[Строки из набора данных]

════════

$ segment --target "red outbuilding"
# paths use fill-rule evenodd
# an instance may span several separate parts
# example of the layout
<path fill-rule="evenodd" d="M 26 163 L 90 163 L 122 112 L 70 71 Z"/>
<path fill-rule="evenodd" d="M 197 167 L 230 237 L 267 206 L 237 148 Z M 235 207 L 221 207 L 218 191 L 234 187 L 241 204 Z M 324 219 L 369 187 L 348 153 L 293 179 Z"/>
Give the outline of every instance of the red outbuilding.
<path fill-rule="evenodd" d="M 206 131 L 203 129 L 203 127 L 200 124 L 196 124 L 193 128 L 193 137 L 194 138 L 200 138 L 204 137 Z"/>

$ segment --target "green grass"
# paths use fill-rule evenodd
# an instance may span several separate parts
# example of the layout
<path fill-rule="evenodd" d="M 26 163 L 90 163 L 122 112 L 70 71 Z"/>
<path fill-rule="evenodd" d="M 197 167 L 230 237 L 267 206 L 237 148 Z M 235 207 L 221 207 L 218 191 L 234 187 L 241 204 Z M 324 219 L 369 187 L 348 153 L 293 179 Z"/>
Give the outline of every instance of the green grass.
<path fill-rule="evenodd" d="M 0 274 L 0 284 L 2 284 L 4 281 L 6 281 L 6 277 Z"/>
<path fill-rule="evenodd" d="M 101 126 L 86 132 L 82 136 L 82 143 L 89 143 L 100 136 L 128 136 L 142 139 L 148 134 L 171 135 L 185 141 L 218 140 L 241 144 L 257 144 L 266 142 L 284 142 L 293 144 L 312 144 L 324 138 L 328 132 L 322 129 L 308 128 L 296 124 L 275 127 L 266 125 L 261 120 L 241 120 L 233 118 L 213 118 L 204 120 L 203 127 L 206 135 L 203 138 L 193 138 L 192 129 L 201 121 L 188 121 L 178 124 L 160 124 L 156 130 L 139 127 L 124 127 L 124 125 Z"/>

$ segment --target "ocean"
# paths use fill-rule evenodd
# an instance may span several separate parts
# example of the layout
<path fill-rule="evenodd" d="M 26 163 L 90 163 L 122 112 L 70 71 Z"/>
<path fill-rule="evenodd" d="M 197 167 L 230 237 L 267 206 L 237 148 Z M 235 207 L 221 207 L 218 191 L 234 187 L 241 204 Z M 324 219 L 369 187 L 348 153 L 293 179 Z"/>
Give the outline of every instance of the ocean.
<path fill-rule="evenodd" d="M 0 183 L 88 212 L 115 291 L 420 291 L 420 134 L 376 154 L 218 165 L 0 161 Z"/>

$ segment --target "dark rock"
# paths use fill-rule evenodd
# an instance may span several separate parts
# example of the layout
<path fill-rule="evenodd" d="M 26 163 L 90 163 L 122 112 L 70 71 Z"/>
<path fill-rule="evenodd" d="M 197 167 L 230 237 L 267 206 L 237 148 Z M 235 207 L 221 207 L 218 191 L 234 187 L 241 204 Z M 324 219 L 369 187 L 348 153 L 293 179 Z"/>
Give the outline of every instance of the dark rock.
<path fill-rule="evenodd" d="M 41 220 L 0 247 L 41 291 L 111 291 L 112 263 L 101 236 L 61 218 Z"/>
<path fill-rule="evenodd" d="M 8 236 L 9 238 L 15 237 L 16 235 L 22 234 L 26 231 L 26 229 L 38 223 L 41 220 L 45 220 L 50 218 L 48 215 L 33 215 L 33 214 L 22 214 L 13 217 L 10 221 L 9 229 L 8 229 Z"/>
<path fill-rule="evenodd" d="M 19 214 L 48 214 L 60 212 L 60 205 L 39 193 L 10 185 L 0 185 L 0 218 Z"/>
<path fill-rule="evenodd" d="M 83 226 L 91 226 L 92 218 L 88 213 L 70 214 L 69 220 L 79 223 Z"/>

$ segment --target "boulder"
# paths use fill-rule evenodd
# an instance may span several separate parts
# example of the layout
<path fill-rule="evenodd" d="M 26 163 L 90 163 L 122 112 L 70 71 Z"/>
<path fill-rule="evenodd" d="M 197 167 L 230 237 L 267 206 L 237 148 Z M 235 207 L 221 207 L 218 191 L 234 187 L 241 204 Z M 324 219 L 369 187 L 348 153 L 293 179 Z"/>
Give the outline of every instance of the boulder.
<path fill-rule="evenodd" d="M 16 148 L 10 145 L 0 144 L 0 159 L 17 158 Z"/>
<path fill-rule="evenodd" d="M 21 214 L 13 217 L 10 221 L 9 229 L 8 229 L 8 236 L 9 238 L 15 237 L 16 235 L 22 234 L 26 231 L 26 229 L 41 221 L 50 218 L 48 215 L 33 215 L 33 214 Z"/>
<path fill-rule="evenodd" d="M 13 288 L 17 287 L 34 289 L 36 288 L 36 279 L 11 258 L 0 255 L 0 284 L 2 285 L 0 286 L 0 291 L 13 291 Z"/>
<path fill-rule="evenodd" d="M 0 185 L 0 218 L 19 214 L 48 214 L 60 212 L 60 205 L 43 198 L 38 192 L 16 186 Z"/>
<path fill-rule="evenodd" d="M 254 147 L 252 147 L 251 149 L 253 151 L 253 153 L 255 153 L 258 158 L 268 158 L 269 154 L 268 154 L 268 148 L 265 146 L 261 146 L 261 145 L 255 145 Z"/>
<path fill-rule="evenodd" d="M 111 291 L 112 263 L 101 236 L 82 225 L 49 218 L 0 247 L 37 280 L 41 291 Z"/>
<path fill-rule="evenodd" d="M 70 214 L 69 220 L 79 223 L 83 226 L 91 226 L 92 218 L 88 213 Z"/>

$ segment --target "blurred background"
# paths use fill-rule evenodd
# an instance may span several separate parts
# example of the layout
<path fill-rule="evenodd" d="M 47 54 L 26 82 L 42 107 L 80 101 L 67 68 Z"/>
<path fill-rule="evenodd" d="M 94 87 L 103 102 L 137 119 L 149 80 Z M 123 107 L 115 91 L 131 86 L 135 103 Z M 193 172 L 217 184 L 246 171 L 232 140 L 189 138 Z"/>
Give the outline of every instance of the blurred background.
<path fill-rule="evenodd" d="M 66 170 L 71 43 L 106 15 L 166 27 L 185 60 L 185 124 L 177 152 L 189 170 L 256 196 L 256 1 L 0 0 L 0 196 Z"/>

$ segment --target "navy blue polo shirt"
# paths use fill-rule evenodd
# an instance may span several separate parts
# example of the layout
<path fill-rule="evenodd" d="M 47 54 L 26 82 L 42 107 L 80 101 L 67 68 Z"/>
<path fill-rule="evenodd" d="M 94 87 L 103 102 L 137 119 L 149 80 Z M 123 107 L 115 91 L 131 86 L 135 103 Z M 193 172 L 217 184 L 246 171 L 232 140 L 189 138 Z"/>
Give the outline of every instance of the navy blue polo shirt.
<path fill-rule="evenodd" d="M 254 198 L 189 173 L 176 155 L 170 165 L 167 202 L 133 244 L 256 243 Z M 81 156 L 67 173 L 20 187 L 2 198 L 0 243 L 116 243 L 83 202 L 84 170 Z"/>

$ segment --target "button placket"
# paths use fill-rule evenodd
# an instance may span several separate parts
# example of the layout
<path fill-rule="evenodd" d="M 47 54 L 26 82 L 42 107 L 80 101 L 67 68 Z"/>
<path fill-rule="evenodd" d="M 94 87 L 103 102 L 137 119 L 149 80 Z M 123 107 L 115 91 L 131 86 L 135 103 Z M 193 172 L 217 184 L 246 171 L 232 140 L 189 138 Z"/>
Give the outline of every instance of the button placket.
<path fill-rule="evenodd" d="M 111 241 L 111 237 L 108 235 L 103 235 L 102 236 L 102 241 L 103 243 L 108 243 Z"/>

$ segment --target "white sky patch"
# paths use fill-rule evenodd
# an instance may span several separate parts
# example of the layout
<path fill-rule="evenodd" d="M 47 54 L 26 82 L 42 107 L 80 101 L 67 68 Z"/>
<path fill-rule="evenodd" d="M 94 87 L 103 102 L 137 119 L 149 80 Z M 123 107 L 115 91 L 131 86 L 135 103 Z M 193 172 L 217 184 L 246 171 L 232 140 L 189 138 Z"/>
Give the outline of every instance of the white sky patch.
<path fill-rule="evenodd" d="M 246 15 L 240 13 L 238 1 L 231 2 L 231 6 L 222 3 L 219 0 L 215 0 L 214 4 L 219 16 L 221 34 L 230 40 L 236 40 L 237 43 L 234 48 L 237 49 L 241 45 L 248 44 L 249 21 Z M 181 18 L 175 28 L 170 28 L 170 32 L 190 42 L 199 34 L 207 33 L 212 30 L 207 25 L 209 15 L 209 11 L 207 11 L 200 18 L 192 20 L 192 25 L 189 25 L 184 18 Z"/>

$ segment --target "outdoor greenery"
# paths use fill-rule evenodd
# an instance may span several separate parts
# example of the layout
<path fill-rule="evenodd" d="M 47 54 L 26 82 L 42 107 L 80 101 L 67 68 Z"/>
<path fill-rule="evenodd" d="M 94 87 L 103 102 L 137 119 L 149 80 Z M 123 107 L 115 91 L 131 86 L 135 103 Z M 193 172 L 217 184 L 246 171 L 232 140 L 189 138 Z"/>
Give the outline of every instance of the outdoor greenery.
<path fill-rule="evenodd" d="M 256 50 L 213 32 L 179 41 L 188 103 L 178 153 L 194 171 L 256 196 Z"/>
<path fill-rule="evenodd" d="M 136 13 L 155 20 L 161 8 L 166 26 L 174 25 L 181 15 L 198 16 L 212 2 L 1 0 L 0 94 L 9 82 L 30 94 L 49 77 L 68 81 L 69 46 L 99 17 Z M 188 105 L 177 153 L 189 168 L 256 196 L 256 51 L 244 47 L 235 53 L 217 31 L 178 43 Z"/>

════════

**ЗАДАНИЕ:**
Укажите только число строк выше, в которых встречается слово «navy», учитывая регистр букв.

**ОТВЕТ:**
2